Direction: How many lines in the records below contain the string "blurred"? Reply with the number only.

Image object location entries
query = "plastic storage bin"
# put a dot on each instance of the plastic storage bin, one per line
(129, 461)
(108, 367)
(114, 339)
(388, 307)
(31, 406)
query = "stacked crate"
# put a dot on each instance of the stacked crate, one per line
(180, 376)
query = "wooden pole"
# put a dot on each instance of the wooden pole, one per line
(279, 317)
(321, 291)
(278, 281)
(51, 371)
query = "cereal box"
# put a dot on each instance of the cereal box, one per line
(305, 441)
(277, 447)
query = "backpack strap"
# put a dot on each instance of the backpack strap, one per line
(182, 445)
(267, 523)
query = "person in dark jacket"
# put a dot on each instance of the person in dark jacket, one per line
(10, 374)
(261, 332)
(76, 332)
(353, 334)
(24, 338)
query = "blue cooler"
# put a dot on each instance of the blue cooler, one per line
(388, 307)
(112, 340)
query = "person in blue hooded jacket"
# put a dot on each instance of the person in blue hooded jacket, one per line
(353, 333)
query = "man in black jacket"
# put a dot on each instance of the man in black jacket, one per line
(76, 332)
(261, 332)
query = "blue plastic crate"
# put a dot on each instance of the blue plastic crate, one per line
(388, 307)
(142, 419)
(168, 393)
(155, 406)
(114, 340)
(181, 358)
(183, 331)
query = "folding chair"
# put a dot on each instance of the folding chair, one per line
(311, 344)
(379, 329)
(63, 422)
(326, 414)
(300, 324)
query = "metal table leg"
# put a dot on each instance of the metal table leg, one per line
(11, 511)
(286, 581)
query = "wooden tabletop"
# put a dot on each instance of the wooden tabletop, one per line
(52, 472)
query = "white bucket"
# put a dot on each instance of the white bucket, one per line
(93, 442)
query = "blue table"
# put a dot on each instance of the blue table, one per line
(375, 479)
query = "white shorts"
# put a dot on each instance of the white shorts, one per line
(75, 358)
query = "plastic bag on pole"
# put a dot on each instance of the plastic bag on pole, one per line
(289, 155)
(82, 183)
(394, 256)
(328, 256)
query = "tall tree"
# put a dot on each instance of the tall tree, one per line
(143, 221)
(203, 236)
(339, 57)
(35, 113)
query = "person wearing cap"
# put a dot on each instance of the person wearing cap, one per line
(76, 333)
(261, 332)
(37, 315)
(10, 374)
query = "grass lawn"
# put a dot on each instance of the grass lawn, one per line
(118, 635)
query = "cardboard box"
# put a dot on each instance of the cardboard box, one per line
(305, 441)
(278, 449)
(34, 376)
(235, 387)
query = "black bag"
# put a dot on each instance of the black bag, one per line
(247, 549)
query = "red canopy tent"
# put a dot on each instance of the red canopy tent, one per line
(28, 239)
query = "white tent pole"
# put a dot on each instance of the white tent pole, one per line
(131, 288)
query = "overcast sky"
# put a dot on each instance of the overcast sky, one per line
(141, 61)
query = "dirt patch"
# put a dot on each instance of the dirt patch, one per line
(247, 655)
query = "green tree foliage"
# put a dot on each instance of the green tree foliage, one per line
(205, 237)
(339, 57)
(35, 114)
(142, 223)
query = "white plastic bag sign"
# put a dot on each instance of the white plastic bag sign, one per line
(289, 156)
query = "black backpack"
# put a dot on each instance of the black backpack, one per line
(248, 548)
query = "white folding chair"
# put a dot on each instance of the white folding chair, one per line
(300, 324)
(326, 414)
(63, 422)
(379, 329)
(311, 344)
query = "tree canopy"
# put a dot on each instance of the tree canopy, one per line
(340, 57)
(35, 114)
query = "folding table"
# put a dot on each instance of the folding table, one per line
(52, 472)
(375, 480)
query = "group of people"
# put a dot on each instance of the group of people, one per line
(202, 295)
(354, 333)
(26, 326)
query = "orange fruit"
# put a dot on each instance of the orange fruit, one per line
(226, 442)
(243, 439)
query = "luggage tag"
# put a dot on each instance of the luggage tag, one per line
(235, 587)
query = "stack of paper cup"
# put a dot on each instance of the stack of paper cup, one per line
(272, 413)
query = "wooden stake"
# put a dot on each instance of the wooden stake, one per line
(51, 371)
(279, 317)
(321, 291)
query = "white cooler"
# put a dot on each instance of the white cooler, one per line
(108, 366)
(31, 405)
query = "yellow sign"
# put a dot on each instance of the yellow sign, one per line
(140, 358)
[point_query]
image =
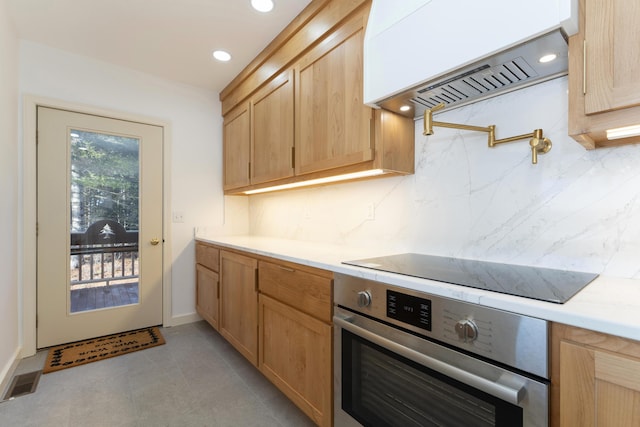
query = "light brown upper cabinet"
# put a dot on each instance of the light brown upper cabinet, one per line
(272, 141)
(604, 72)
(237, 146)
(333, 126)
(296, 112)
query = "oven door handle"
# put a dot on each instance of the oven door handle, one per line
(500, 391)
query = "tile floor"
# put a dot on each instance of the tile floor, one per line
(195, 379)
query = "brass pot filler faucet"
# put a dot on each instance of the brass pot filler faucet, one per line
(538, 143)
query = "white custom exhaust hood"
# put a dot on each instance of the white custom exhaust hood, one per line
(420, 53)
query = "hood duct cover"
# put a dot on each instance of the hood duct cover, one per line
(508, 70)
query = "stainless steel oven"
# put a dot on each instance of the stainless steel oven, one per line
(406, 358)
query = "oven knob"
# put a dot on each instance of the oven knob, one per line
(364, 299)
(467, 330)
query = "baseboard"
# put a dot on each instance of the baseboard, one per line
(7, 372)
(184, 319)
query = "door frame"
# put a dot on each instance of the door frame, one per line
(27, 253)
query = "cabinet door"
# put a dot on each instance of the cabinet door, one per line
(598, 388)
(239, 303)
(207, 293)
(333, 127)
(612, 46)
(295, 354)
(272, 113)
(237, 145)
(208, 256)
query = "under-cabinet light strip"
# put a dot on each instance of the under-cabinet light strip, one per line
(345, 177)
(623, 132)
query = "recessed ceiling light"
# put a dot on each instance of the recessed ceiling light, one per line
(547, 58)
(221, 55)
(262, 5)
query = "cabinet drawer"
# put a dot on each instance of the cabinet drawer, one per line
(208, 256)
(307, 292)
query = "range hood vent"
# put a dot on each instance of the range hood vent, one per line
(507, 71)
(416, 56)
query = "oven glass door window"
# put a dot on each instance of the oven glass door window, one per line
(381, 388)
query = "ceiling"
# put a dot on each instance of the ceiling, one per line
(173, 39)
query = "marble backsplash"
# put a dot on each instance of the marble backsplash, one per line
(575, 209)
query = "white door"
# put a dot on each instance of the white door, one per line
(99, 243)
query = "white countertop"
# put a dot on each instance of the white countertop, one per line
(608, 304)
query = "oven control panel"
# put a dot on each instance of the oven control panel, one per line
(409, 309)
(516, 340)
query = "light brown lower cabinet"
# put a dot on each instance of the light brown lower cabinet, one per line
(595, 379)
(295, 354)
(207, 295)
(207, 283)
(239, 303)
(276, 314)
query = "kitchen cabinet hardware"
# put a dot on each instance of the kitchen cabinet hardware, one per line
(538, 143)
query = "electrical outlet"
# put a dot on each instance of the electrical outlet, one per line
(371, 212)
(178, 216)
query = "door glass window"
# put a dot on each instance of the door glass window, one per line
(104, 214)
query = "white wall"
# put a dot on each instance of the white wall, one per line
(9, 320)
(575, 209)
(196, 140)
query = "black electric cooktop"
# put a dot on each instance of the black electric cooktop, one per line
(544, 284)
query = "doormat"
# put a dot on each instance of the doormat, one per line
(82, 352)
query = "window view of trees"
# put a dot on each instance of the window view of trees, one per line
(104, 179)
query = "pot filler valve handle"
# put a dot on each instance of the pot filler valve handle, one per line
(538, 143)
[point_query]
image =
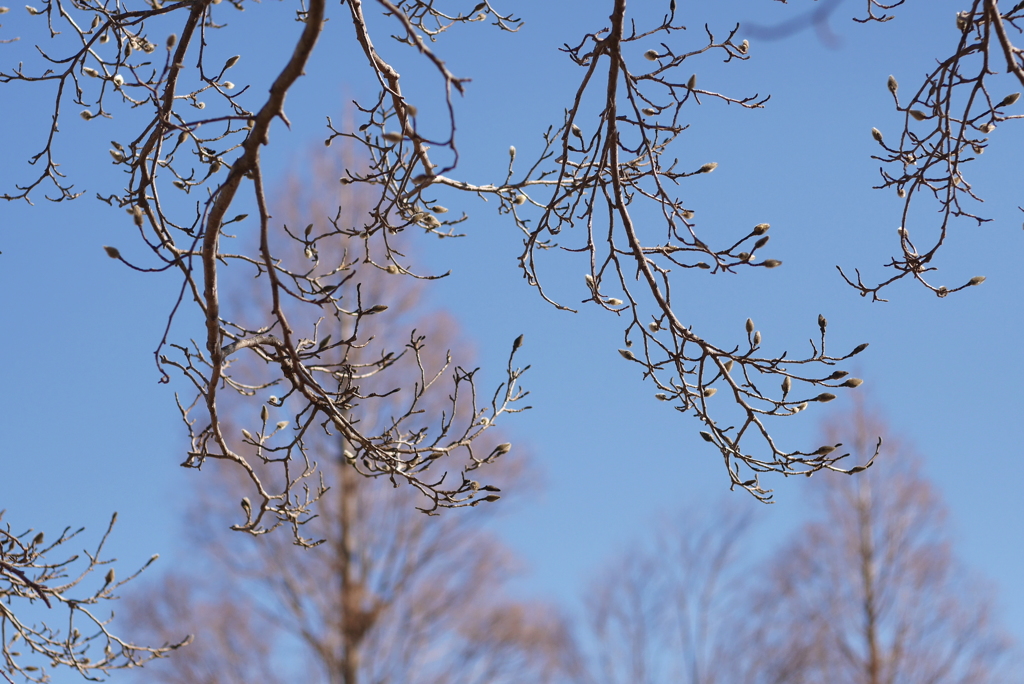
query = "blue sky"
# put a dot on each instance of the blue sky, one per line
(87, 430)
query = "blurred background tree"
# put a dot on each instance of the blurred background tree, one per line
(390, 595)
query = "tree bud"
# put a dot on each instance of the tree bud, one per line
(1010, 99)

Written solution: 2